_Requirements_
**1)** In the harassment essay, what did a colleague of the writer like to call women?
**2)** Write out the part of the harassment essay starting at "- Would I want what I say or do to" and ending at "but about perception.", word for word.

_Source text_
▬▬▬

One of the main points I would make is this: It is NOT about intentions. It is about how someone else perceives your behavior. If you make them uncomfortable, then that behavior needs to STOP! It is all in the eye of the beholder.
While the behaviors Biden is accused of may seem minor compared to other behaviors by notable men in the news, he made some women uncomfortable. He has said he apologizes for making them uncomfortable, but he said he is not sorry for his intentions.
Joe Biden is out of touch.
My hope is that my students from the past decades remember that harassment is NOT about intentions. It is about perception. Biden should know this as a leader. While I believe he has good intentions and cares about making a human connection, that does not matter and he should have known this decades ago.
I also taught students to be assertive and to say something such as: Please do not put your arm around me. It makes me uncomfortable ….” I had a colleague who liked to call women “sweetie.” I told him how that bothered me. I was not his sweetie. He stopped, but he did not last long in our department or at the college for this and other reasons.
It can be difficult to say something if the person is your boss or has more power than you. But the goal is to get the behavior to stop. Or tell someone who will tell that person to stop. If the behavior stops, then the goal has been achieved and everyone can move on without the situation accelerating. Behaviors tend to be repeated and are patterns. So if one person is feeling uncomfortable, others are likely uncomfortable also. And if the offender is saying or doing something to you, the person is likely saying and doing it to others.
We just have to be careful in the workplace. And if you travel for work, remember your workplace follows you. Ask yourself these two simple questions:
- Would I want what I say or do on the front page of my local newspaper?
- Would I want what I say or do to be said or done to my sister, wife, mother, friend…?
When in doubt, leave it out. Don’t say it. Don’t do it.
It is NOT about intentions, but about perception.
My message for Joe: Have COURAGE to let go. Don’t run. Don’t let your ego take over.

▬▬▬

_Listing_
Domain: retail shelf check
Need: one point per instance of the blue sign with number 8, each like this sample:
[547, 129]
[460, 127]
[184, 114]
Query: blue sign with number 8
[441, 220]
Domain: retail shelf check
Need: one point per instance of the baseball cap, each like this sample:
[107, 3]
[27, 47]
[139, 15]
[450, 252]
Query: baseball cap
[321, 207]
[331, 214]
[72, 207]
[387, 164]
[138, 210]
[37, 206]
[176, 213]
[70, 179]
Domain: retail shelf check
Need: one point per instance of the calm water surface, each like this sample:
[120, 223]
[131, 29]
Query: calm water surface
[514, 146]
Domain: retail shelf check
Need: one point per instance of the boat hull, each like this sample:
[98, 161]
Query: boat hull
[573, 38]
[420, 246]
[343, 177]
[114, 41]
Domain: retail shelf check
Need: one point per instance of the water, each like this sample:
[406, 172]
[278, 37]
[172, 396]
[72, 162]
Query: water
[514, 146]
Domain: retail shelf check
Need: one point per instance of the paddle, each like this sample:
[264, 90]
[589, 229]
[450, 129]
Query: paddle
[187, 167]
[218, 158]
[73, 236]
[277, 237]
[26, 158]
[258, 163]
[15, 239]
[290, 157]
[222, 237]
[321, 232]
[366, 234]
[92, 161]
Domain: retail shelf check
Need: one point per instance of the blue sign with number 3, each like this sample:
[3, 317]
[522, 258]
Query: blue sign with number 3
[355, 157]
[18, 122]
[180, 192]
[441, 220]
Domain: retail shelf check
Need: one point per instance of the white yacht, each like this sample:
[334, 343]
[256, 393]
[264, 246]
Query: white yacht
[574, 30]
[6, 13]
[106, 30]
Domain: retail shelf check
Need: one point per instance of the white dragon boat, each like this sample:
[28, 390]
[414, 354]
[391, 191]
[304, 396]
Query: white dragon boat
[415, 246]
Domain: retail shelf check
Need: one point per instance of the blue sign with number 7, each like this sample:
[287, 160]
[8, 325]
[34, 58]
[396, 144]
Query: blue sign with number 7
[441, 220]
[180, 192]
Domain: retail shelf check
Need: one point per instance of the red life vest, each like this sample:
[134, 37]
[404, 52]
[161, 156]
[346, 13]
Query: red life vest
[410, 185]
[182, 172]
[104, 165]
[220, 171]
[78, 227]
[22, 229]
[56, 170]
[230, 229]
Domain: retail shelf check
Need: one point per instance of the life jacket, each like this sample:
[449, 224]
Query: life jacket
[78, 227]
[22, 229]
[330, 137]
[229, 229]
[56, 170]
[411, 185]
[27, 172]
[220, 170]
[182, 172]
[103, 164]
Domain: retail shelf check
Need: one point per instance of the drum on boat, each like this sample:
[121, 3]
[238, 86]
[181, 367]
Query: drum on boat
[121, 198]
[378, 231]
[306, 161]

▬▬▬

_The solutions_
**1)** "Sweetie."

**2)**
- Would I want what I say or do to be said or done to my sister, wife, mother, friend…?
When in doubt, leave it out. Don’t say it. Don’t do it.
It is NOT about intentions, but about perception.